═════ Given records ═════

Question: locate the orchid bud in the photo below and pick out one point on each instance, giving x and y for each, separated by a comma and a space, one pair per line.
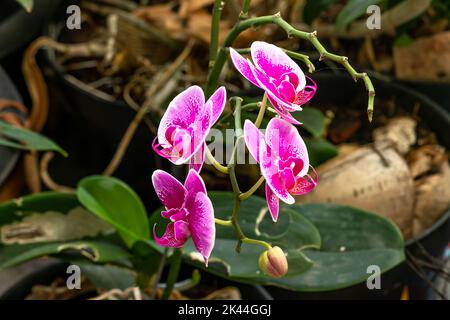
273, 262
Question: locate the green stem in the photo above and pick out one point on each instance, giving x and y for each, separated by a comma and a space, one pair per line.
291, 32
225, 223
252, 190
214, 162
215, 28
262, 111
173, 273
245, 8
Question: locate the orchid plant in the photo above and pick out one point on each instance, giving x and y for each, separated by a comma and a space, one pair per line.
281, 152
222, 232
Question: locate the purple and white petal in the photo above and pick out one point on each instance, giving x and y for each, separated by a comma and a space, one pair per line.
218, 99
270, 171
168, 189
243, 66
284, 139
252, 137
272, 203
202, 226
275, 62
168, 239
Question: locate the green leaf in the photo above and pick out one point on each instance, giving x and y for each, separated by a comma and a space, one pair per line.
107, 277
352, 11
48, 217
116, 203
27, 4
313, 8
292, 233
313, 121
97, 251
320, 151
352, 240
19, 138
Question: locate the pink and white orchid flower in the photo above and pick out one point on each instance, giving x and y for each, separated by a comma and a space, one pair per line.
185, 125
189, 210
283, 160
278, 75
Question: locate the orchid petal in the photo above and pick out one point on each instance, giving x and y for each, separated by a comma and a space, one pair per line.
243, 66
282, 112
194, 183
269, 169
272, 203
218, 99
287, 91
198, 159
252, 137
283, 138
202, 226
168, 239
182, 111
181, 230
304, 185
274, 62
168, 189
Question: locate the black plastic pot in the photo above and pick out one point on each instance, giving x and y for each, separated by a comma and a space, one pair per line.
439, 92
90, 125
340, 89
8, 156
17, 29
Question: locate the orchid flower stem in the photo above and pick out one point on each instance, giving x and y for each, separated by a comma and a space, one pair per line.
225, 223
159, 272
173, 273
215, 28
243, 25
214, 162
262, 111
252, 190
245, 8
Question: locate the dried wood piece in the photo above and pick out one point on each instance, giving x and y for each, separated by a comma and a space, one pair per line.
432, 198
401, 132
375, 179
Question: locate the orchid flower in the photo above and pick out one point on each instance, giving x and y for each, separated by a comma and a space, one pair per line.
189, 210
278, 75
185, 125
283, 160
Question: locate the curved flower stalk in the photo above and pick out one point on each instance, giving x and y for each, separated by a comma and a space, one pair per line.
283, 160
185, 125
278, 75
189, 210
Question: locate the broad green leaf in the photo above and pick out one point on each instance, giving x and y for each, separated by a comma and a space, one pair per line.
48, 217
27, 4
352, 240
320, 150
313, 121
97, 251
107, 277
292, 233
352, 11
19, 138
116, 203
313, 8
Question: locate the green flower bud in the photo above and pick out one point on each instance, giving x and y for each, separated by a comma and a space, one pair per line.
273, 262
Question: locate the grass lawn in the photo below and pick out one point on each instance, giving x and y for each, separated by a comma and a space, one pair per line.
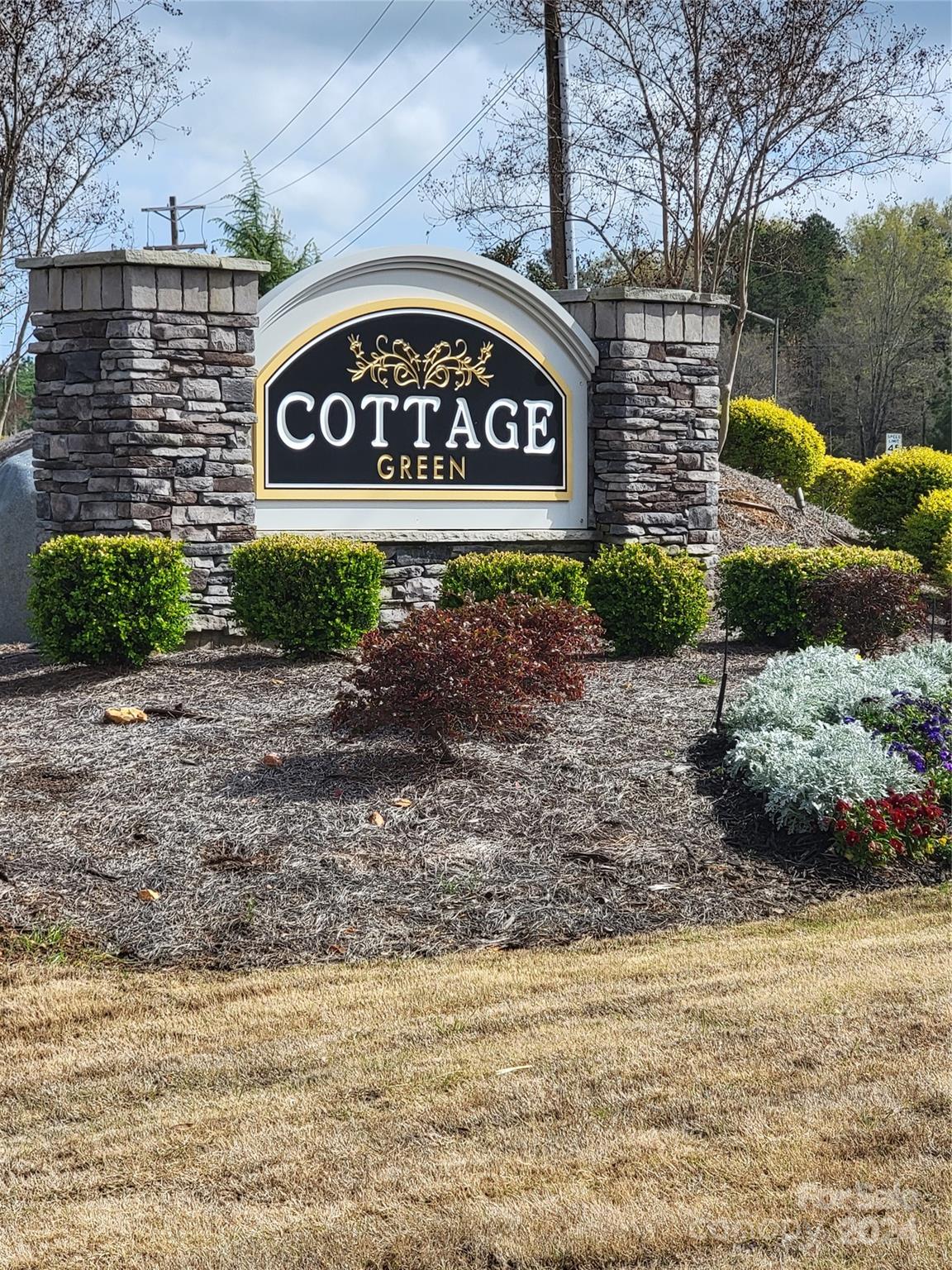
746, 1096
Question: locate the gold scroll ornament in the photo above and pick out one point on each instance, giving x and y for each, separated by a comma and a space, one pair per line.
410, 370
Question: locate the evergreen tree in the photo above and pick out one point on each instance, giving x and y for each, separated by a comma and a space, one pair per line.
257, 230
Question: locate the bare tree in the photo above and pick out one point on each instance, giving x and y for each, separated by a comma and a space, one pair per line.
691, 117
79, 82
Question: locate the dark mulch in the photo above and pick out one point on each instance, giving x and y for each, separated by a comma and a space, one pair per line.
616, 819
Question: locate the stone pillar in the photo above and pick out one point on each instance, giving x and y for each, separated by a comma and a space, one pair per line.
145, 403
653, 419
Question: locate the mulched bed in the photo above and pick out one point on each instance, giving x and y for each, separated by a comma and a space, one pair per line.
616, 819
757, 512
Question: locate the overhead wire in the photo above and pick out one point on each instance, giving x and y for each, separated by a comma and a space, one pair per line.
381, 117
412, 182
314, 97
331, 118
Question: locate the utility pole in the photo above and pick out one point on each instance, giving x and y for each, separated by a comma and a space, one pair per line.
173, 210
571, 279
555, 116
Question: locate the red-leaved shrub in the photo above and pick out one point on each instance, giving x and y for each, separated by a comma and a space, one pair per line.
478, 671
864, 607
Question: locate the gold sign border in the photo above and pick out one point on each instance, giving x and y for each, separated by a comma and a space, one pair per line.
407, 493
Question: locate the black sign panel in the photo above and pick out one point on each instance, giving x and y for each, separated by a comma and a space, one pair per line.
412, 403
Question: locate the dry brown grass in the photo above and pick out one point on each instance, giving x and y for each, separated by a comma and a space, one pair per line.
667, 1101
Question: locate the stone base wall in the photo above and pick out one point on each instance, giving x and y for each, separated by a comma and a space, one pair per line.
144, 408
654, 416
416, 566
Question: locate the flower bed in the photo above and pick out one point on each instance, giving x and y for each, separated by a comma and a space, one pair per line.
859, 747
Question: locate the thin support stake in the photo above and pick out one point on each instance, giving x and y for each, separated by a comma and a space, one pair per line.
724, 681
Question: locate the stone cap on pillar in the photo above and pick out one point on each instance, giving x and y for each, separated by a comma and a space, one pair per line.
655, 314
145, 255
142, 279
646, 295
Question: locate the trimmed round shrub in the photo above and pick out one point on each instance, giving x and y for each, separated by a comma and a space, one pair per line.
764, 590
892, 487
942, 559
864, 606
833, 488
483, 575
108, 601
650, 602
310, 596
926, 530
765, 440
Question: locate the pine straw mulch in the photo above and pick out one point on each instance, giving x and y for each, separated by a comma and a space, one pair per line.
613, 821
757, 513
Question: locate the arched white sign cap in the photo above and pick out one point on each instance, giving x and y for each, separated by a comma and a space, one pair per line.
457, 282
442, 272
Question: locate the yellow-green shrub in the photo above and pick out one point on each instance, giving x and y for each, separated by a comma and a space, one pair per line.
310, 596
108, 599
926, 532
892, 485
834, 487
765, 440
764, 590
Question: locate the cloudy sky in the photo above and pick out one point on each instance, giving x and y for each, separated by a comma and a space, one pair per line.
265, 59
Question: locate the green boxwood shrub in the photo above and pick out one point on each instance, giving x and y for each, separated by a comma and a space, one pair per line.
764, 590
108, 601
310, 596
650, 602
892, 487
834, 487
483, 575
765, 440
926, 530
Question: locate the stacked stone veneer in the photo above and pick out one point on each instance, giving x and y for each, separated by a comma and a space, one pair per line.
653, 431
145, 403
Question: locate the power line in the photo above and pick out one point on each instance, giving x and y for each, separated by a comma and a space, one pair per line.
350, 99
380, 118
314, 97
410, 184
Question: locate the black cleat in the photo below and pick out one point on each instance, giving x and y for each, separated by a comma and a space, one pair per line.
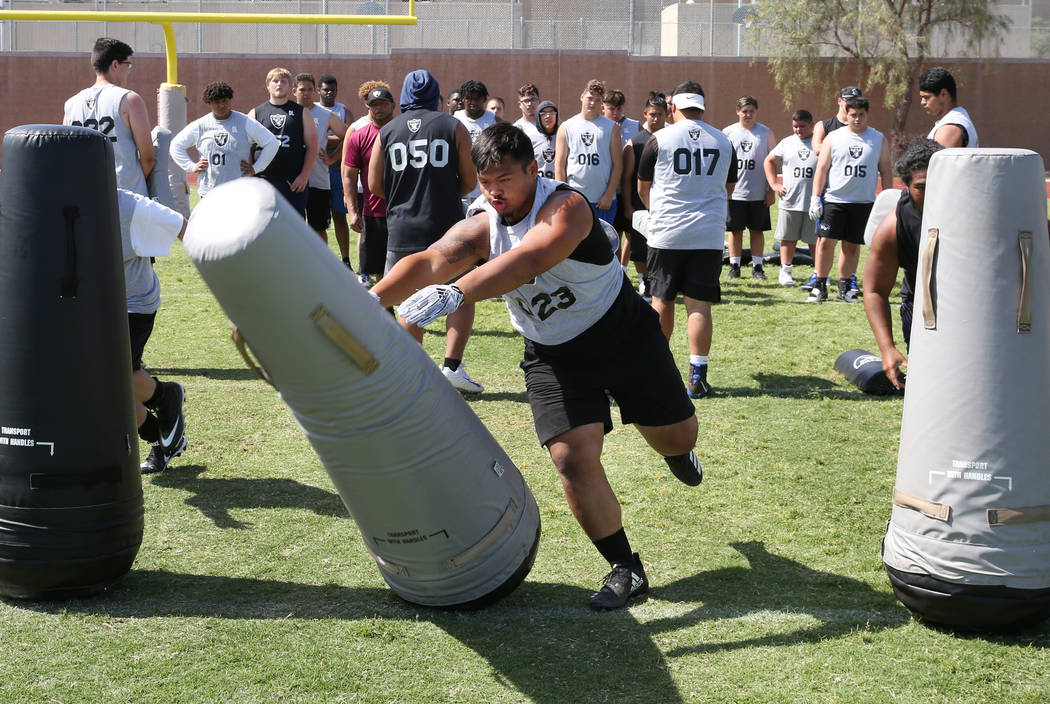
623, 582
686, 468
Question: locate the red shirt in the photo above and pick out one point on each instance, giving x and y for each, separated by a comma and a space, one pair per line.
357, 156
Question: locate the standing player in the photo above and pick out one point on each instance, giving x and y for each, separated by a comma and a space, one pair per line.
421, 165
319, 190
589, 152
224, 140
849, 165
475, 118
289, 171
685, 173
118, 112
655, 115
799, 161
328, 87
371, 216
586, 334
749, 206
953, 127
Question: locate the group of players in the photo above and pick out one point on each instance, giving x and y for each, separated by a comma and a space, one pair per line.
463, 207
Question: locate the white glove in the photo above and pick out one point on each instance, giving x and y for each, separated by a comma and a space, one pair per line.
428, 304
816, 207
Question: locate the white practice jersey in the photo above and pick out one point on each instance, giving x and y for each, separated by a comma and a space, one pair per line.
99, 107
570, 296
475, 127
752, 146
687, 201
798, 164
854, 177
589, 165
958, 116
318, 174
225, 144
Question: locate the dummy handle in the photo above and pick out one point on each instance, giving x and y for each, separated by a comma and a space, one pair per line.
246, 354
928, 312
69, 278
1025, 302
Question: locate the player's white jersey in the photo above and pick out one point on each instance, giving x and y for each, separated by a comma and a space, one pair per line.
475, 127
589, 164
687, 202
854, 177
752, 146
99, 107
958, 116
567, 298
225, 144
798, 164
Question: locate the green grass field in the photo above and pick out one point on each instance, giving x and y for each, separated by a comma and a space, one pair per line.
252, 583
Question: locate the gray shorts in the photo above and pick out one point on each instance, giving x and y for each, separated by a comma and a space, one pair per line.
795, 225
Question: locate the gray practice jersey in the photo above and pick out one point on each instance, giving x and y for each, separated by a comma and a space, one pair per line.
854, 176
99, 107
589, 165
570, 296
475, 127
225, 144
688, 163
958, 116
798, 164
752, 146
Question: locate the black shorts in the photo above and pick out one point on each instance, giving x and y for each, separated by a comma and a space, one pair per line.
844, 221
692, 272
373, 246
141, 326
318, 208
748, 215
624, 353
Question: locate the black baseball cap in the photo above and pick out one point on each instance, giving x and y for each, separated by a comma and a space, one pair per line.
378, 94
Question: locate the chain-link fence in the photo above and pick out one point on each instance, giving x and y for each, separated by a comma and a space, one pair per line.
642, 27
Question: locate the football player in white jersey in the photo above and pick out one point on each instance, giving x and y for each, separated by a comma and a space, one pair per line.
588, 154
749, 205
118, 112
953, 127
797, 160
685, 174
586, 332
849, 164
224, 140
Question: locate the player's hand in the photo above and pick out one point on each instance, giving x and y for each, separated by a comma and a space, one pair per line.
816, 207
891, 366
428, 304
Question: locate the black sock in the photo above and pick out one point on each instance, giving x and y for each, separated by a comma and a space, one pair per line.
150, 430
615, 547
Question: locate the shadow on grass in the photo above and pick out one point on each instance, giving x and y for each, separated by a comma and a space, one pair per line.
214, 496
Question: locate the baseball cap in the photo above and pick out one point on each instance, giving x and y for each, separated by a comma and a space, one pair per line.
378, 94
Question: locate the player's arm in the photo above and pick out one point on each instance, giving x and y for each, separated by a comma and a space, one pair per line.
310, 137
561, 156
137, 118
459, 249
616, 154
880, 274
949, 136
468, 177
563, 222
376, 167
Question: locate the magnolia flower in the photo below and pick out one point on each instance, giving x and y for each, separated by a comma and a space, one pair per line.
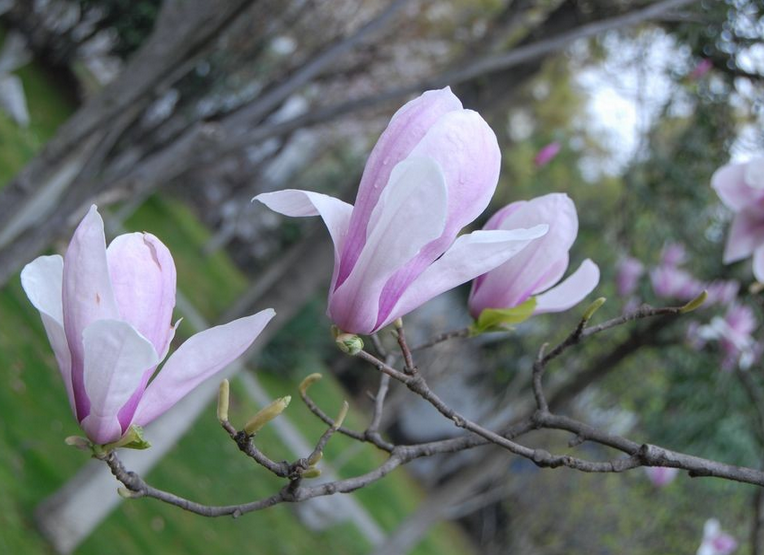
715, 541
741, 189
734, 332
547, 153
538, 266
432, 172
628, 272
661, 476
107, 313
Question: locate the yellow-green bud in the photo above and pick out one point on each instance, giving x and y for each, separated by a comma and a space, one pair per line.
266, 415
223, 399
592, 308
308, 381
349, 343
694, 304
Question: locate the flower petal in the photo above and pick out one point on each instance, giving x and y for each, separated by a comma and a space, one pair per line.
406, 129
730, 184
758, 264
116, 357
87, 294
571, 291
470, 256
200, 357
410, 213
41, 280
745, 235
532, 270
143, 278
296, 203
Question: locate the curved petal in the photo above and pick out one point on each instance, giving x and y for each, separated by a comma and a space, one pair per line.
410, 213
730, 184
335, 213
87, 294
470, 256
116, 357
406, 129
571, 291
41, 280
758, 264
530, 272
199, 358
143, 278
745, 235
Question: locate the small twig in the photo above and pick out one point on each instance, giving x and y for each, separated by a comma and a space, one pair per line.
408, 360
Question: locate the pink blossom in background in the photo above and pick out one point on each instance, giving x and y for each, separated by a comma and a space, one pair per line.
703, 67
661, 476
107, 313
671, 282
540, 265
741, 189
547, 153
734, 332
715, 540
628, 272
432, 172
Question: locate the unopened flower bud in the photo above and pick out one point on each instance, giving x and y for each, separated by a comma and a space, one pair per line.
308, 381
349, 343
223, 398
266, 415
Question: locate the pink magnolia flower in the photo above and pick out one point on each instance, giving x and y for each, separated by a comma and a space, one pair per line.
715, 540
741, 189
628, 272
540, 265
107, 313
432, 172
547, 153
661, 476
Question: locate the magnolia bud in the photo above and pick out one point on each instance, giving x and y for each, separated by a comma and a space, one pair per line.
349, 343
266, 415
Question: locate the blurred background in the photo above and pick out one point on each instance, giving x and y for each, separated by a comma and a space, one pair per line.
171, 115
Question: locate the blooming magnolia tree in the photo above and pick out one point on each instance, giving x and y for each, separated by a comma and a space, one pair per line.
108, 311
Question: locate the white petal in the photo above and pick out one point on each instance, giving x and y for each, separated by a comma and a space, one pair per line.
198, 359
470, 256
410, 213
571, 291
116, 356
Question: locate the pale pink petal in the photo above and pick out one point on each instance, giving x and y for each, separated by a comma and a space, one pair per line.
334, 212
87, 294
729, 183
571, 291
532, 270
143, 278
758, 264
198, 359
406, 129
471, 255
409, 214
116, 358
465, 147
41, 280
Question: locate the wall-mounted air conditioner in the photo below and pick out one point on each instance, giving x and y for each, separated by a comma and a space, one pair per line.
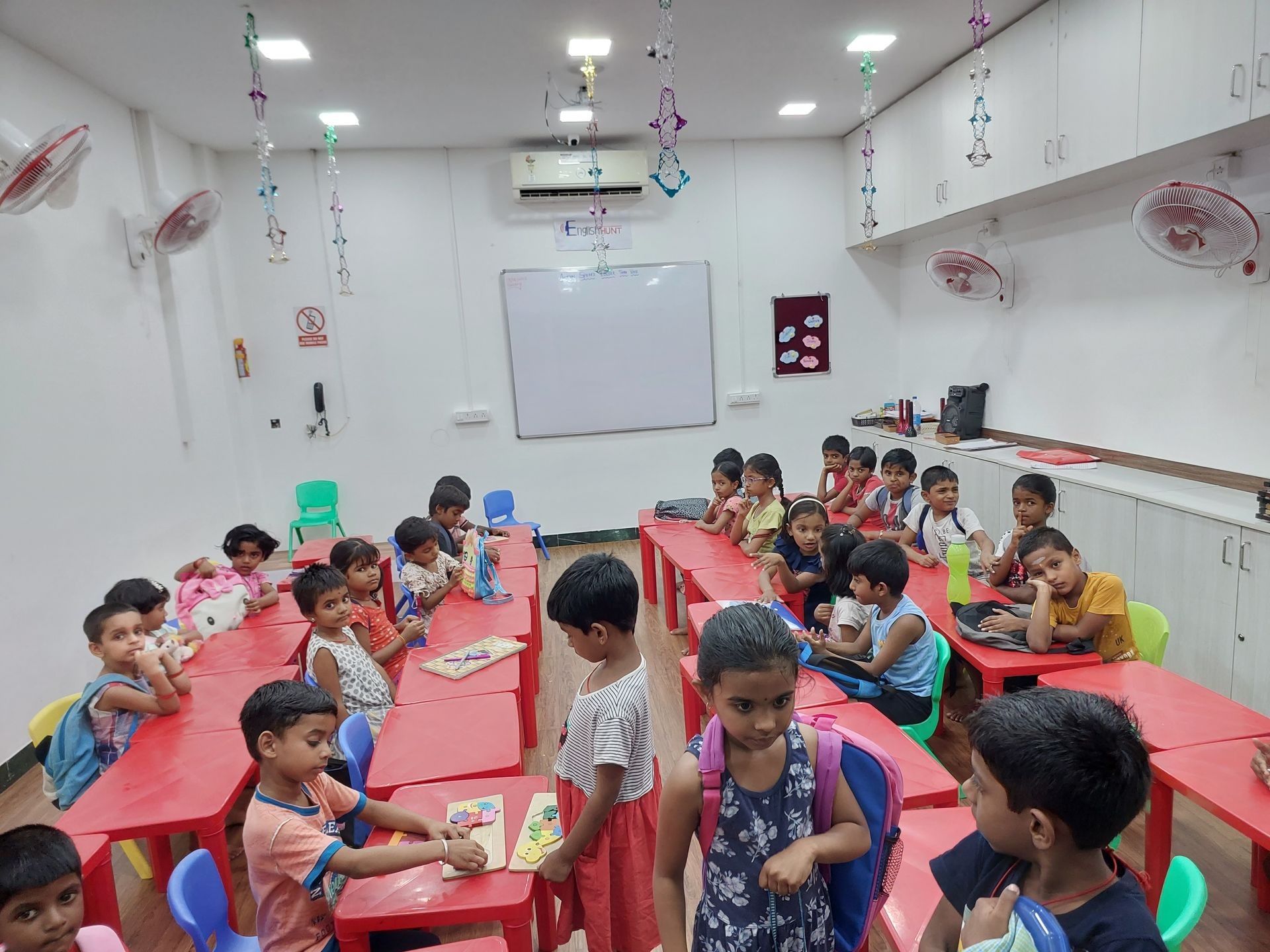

═════

● **Task directions**:
Starting at the line that contains "Question: locate the pale", retype every line through the end of the material exactly as written, including both end lines but no pictures.

● **Finished exercise**:
Question: locate the pale pink petal in the photo above and pick out one point on each instance, giving x and y for each, separated by a comma and a space, one pair per line.
334, 212
87, 294
729, 183
571, 291
532, 270
143, 278
758, 264
198, 359
406, 129
471, 255
409, 214
116, 358
465, 147
41, 280
Question: locate the wall-mounted air conditioner in the photo below and pick out one point on each instance, giving x and y for each, separated by a comma and a space, one pair per line.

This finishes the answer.